WORK TO COMPLETE:
Reproduce the lines between the line holding "white wall, the" and the line holding "[[615, 132], [110, 158], [115, 145], [33, 227]]", inclusive, returning only those lines and multiplying each point coordinate in the answers by 1.1, rounded to whole numbers with halves rounded up. All other numbers, including any in the requests or their format descriptions, stay unchanged.

GIVEN ENTRIES:
--
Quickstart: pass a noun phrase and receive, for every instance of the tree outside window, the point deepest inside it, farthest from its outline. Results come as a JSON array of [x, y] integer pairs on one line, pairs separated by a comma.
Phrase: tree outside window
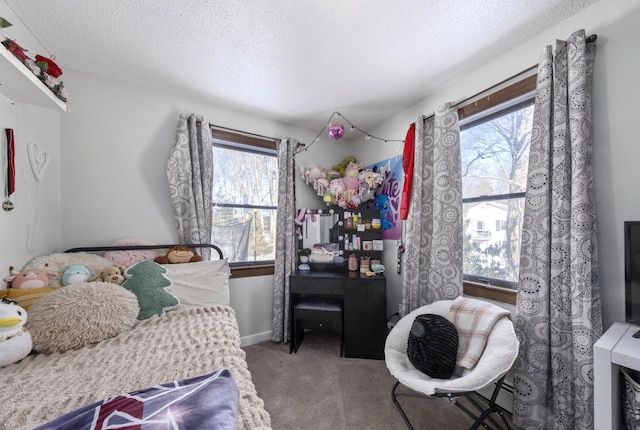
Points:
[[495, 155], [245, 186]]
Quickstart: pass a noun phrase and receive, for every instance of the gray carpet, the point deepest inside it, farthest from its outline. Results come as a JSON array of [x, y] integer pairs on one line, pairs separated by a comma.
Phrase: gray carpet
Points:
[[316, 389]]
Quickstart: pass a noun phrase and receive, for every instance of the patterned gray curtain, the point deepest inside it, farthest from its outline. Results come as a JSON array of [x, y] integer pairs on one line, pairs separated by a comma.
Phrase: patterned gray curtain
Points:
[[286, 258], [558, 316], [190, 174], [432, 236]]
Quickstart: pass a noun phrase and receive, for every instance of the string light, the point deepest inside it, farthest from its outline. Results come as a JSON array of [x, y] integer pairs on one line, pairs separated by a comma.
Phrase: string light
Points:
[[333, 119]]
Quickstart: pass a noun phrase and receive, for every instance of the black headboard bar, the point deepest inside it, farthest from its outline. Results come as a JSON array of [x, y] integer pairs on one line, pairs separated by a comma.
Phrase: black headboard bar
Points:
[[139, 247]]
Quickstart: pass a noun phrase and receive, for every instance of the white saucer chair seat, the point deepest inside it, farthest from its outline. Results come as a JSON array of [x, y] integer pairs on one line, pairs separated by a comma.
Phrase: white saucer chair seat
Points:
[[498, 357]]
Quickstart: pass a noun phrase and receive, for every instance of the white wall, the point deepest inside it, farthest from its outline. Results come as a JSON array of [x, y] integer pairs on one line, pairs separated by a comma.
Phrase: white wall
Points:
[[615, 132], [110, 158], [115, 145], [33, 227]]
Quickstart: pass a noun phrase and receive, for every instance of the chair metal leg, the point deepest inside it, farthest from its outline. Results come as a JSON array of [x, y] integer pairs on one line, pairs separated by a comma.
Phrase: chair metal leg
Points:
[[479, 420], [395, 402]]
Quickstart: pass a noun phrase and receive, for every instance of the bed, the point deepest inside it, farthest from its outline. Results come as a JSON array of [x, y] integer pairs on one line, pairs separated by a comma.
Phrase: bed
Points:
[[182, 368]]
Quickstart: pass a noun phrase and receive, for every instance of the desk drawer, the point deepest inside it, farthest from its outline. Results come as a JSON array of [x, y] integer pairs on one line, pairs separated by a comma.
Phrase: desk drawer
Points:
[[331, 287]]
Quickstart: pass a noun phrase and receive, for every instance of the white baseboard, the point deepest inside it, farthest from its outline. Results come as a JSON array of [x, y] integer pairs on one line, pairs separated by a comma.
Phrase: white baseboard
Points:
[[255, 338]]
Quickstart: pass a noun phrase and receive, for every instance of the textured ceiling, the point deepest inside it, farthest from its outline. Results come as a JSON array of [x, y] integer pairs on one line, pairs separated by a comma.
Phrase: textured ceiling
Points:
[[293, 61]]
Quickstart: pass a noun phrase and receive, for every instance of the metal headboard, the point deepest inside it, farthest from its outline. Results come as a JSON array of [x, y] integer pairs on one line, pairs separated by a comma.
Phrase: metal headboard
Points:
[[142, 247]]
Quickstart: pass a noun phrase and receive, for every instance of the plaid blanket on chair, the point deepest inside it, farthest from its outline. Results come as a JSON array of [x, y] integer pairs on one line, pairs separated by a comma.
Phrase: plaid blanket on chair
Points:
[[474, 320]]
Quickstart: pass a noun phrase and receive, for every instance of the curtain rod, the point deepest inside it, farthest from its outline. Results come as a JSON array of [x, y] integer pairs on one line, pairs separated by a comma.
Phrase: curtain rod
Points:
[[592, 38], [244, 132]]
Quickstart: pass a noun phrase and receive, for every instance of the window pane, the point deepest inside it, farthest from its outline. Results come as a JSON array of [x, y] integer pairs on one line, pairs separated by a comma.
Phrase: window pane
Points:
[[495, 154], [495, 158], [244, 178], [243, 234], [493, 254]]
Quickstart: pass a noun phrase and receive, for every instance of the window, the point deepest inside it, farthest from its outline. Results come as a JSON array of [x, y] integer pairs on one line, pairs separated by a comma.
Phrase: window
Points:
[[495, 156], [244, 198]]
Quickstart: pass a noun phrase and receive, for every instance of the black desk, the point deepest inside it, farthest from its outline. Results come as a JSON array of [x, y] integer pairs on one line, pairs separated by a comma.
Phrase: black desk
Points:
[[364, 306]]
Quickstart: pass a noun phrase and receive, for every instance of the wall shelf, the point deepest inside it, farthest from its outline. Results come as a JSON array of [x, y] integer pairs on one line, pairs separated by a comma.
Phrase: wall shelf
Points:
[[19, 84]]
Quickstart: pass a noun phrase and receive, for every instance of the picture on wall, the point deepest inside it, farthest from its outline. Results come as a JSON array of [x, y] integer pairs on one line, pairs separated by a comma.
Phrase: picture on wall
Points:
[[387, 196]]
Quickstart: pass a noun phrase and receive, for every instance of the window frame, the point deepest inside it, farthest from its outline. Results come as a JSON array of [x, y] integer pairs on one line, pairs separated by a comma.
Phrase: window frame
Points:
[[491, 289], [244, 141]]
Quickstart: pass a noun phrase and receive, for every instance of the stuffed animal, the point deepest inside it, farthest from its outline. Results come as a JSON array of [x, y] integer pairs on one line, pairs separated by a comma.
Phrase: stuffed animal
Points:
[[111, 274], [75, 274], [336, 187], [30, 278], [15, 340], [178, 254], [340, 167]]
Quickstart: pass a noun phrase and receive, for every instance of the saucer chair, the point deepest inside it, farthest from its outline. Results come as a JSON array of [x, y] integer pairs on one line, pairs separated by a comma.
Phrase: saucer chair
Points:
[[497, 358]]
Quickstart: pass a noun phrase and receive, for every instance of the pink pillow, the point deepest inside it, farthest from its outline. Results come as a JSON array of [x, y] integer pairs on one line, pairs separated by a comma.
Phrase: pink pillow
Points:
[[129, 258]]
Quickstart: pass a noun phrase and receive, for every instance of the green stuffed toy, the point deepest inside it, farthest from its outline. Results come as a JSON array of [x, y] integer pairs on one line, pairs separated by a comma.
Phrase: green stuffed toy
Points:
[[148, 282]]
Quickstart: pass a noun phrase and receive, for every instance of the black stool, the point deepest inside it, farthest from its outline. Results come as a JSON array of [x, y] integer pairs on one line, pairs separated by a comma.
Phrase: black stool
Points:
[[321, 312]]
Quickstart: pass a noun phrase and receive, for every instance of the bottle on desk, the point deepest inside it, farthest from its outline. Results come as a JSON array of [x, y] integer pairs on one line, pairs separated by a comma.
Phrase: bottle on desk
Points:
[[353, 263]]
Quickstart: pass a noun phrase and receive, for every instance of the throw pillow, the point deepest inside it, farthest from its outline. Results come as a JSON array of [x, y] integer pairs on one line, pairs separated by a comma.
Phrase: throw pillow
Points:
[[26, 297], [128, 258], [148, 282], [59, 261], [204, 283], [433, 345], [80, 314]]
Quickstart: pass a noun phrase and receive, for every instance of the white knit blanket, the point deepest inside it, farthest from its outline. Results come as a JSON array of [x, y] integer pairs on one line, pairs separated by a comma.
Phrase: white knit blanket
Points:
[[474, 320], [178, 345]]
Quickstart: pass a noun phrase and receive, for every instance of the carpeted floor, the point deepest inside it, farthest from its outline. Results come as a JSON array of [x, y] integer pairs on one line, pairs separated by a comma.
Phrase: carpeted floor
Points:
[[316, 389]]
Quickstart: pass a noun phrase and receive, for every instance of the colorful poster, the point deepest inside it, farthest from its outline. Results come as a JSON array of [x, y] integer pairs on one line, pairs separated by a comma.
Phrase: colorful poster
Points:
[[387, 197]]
--
COMPLETED TASK:
Quickstart: pass a noun phrase and receive, for every instance of the white wall, the point deepest inside it, farthest from its outline. Results come as a JSON array of [x, y] integer pairs on one line, pairs separated by a comma.
Phrase: white wall
Points:
[[677, 145], [121, 174], [127, 160], [36, 250]]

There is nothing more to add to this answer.